▸ **Stated goal A**: Output the lines of the records between the lines holding "Every instance of the foliage" and "[[172, 14], [230, 25]]", inclusive, reproducing each one character for character.

The report said Anglo had about 15 customers who owed more than €500m each and that the size of these exposures increased the risk profile of the bank.
The report warned that there were likely to be significant losses in store for individual property developers that would in turn result in significant losses for the bank.
It said that the bank was owed almost €12bn by just 20 customers who borrowed for investment purposes and another €6.4bn by its top 20development customers.
I suppose the_edge is still going to say this isn’t a resigning matter… Why the fuck wasn’t Bruton calling for Lenihan’s head tonight?!?
Very sanitised report. Why am I not surprised.
Jones Lang are good guys but I would say they were over optimistic with their valuations.
I would not be surprised looking at the breakdown of exposures and the client base (ie personal guarantees largely worthless) that 20/30% is written off the loan book by the time this is over. This is based on deflation, if the ECB start printing money the outcome could be better but I would not bet on it.

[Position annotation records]

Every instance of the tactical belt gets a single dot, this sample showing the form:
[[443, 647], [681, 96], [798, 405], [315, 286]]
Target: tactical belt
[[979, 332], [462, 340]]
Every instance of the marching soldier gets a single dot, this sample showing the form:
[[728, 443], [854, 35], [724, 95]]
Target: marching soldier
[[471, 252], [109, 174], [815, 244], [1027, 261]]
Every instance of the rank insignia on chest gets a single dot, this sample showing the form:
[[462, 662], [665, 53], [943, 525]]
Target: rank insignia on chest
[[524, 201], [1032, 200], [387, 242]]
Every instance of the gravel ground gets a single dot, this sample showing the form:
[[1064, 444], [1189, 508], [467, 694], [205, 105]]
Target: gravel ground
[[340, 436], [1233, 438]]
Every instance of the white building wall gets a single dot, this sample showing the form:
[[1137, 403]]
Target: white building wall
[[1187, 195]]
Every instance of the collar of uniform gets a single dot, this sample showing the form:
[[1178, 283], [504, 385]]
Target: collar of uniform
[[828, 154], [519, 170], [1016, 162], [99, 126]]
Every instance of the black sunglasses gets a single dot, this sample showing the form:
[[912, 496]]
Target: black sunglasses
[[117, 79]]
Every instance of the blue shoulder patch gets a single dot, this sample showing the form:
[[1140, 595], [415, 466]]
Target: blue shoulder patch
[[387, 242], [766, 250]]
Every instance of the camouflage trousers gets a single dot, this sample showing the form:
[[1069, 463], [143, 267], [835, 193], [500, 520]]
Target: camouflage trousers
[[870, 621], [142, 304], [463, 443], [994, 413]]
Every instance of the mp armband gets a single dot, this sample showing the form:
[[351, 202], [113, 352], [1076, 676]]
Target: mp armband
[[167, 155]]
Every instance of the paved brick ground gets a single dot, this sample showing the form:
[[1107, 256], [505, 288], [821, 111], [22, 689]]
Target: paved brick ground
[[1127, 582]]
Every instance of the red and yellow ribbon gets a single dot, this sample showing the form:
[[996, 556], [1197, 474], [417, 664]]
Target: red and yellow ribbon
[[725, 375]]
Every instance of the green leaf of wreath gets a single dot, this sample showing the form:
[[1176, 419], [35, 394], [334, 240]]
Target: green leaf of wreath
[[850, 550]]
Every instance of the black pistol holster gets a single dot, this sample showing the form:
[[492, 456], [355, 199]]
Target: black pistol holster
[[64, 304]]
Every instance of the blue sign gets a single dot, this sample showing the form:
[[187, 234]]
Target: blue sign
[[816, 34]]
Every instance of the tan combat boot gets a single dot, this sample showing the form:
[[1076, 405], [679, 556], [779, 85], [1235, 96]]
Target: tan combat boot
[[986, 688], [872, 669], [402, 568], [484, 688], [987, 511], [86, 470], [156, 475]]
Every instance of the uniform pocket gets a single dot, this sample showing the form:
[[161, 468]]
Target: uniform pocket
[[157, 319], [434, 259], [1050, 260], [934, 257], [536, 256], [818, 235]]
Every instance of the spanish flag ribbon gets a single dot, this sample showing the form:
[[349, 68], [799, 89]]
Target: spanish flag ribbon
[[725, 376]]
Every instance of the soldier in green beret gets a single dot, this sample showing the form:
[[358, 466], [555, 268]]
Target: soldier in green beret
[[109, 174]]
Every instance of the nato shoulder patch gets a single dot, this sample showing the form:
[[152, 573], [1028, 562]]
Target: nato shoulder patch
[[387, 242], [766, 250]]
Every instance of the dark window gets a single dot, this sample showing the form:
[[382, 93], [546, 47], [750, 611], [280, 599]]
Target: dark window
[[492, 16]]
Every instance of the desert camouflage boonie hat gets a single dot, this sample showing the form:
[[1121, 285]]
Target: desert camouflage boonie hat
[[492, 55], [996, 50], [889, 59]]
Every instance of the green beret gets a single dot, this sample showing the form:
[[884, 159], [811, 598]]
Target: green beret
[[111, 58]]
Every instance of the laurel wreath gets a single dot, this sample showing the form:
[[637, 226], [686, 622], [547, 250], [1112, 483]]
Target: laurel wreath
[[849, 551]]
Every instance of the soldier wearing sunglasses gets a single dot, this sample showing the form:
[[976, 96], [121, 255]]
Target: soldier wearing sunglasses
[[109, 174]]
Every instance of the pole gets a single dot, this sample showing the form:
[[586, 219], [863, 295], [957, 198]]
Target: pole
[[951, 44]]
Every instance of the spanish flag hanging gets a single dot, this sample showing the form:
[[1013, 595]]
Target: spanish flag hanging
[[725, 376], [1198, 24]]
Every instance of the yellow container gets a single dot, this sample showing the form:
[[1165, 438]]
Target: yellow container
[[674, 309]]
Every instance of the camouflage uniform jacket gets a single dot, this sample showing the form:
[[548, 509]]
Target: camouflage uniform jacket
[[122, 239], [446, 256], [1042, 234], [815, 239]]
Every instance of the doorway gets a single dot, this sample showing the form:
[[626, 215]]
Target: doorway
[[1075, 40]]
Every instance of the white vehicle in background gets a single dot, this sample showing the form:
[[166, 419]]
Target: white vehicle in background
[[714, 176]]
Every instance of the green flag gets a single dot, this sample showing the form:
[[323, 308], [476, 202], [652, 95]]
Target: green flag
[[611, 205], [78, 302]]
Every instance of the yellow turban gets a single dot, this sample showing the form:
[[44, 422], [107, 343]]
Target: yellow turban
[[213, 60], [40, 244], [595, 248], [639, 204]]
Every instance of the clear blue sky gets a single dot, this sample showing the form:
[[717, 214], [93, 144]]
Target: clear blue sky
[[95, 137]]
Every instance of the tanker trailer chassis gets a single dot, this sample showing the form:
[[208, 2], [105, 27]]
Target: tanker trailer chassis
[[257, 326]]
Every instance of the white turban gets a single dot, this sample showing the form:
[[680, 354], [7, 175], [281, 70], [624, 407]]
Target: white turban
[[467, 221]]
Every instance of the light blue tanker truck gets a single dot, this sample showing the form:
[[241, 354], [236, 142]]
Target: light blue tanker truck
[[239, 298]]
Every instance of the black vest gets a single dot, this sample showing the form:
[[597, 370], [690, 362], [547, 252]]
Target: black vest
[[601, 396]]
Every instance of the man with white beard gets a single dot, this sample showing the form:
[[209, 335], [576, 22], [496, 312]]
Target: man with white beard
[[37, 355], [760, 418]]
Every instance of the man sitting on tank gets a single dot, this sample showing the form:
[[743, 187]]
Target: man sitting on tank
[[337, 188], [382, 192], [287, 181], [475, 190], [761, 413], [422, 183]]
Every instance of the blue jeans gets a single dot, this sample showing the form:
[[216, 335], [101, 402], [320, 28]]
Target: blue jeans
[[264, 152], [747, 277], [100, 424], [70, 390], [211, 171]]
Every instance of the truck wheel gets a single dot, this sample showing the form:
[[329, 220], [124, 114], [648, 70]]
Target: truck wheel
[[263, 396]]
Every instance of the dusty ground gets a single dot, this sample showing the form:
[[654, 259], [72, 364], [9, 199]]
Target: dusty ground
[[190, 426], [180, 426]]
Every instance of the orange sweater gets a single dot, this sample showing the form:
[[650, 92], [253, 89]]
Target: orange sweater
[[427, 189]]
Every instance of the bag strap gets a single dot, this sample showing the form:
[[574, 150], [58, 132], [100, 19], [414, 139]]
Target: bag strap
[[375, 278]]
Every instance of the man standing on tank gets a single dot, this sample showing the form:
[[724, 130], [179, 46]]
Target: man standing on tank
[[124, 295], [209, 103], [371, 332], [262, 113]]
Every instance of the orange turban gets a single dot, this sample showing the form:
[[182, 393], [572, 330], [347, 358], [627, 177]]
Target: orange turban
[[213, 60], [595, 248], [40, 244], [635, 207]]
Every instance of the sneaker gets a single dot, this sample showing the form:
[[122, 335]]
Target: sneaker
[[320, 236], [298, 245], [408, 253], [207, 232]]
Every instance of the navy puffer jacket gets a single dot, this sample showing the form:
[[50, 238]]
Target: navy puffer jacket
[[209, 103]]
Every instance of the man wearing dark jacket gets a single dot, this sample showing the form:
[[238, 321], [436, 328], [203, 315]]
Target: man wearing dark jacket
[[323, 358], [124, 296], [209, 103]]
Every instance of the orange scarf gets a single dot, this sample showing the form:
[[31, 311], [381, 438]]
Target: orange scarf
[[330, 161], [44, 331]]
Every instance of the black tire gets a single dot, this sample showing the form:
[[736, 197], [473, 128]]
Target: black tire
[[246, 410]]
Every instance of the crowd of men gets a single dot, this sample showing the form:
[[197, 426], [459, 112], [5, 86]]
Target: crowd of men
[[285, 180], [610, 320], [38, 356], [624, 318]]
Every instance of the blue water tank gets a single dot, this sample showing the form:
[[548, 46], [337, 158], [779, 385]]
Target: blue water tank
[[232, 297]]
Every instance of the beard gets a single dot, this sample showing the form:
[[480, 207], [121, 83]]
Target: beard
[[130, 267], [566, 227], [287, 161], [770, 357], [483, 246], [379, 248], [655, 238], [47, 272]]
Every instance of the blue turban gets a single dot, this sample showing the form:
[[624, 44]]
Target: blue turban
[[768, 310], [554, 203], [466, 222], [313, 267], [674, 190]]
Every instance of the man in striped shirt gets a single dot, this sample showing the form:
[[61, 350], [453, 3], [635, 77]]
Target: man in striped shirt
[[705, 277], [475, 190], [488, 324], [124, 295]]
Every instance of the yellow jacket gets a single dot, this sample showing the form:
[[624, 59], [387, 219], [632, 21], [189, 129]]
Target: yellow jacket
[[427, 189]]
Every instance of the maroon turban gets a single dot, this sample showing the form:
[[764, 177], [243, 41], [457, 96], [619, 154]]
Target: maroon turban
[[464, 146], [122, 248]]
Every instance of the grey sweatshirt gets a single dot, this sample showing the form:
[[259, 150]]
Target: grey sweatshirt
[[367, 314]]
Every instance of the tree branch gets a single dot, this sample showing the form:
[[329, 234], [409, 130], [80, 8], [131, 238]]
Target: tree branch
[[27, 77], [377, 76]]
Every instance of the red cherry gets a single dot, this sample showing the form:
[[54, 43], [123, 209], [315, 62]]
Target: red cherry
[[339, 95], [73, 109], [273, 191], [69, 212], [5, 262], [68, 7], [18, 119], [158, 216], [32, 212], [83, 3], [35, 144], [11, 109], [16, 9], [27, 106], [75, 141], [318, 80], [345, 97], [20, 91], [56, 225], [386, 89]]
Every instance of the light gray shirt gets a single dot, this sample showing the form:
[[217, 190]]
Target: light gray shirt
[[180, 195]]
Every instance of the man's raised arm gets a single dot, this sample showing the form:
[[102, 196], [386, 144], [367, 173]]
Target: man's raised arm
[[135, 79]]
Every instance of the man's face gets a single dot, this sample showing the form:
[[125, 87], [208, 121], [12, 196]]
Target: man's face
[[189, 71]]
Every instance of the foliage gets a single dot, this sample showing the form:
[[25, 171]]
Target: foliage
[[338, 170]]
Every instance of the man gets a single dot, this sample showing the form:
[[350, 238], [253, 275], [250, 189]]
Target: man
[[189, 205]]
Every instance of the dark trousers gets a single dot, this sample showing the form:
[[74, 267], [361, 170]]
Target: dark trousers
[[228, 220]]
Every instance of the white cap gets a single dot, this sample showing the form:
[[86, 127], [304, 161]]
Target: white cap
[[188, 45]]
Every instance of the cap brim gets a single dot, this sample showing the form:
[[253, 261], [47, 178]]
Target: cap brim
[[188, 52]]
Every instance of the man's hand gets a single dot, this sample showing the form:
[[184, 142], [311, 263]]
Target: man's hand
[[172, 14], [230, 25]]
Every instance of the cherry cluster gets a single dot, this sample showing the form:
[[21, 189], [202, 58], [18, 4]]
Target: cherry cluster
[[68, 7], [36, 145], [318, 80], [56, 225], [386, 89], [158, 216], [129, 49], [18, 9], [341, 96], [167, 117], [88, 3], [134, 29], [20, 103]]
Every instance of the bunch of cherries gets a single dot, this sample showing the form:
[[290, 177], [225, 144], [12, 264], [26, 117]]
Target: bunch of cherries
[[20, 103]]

▸ **Stated goal B**: From the bank-report excerpt, give the passage between "I suppose the_edge" and "with their valuations.", inclusive, swapping "valuations" for "estimates".

▸ **Written solution A**:
Every instance of the foliage gets a single dot, this sample showing the form:
[[25, 171]]
Target: foliage
[[338, 170]]
Every instance of the man gets a single dot, this sample showing the form:
[[350, 238], [253, 275], [250, 189]]
Target: man
[[189, 205]]
Every instance of the dark trousers gets a single dot, this sample showing the form:
[[74, 267], [361, 170]]
Target: dark trousers
[[228, 220]]
Every instance of the white cap gets a single dot, this sample showing the form:
[[86, 127], [304, 161]]
Target: white cap
[[188, 45]]
Every instance of the cap brim gets a single dot, this sample showing the form:
[[253, 261], [47, 178]]
Target: cap brim
[[188, 52]]
Every instance of the man's hand gets a single dot, this sample showing the form:
[[184, 142], [311, 263]]
Target: man's hand
[[172, 14], [230, 25]]

▸ **Written solution B**:
I suppose the_edge is still going to say this isn’t a resigning matter… Why the fuck wasn’t Bruton calling for Lenihan’s head tonight?!?
Very sanitised report. Why am I not surprised.
Jones Lang are good guys but I would say they were over optimistic with their estimates.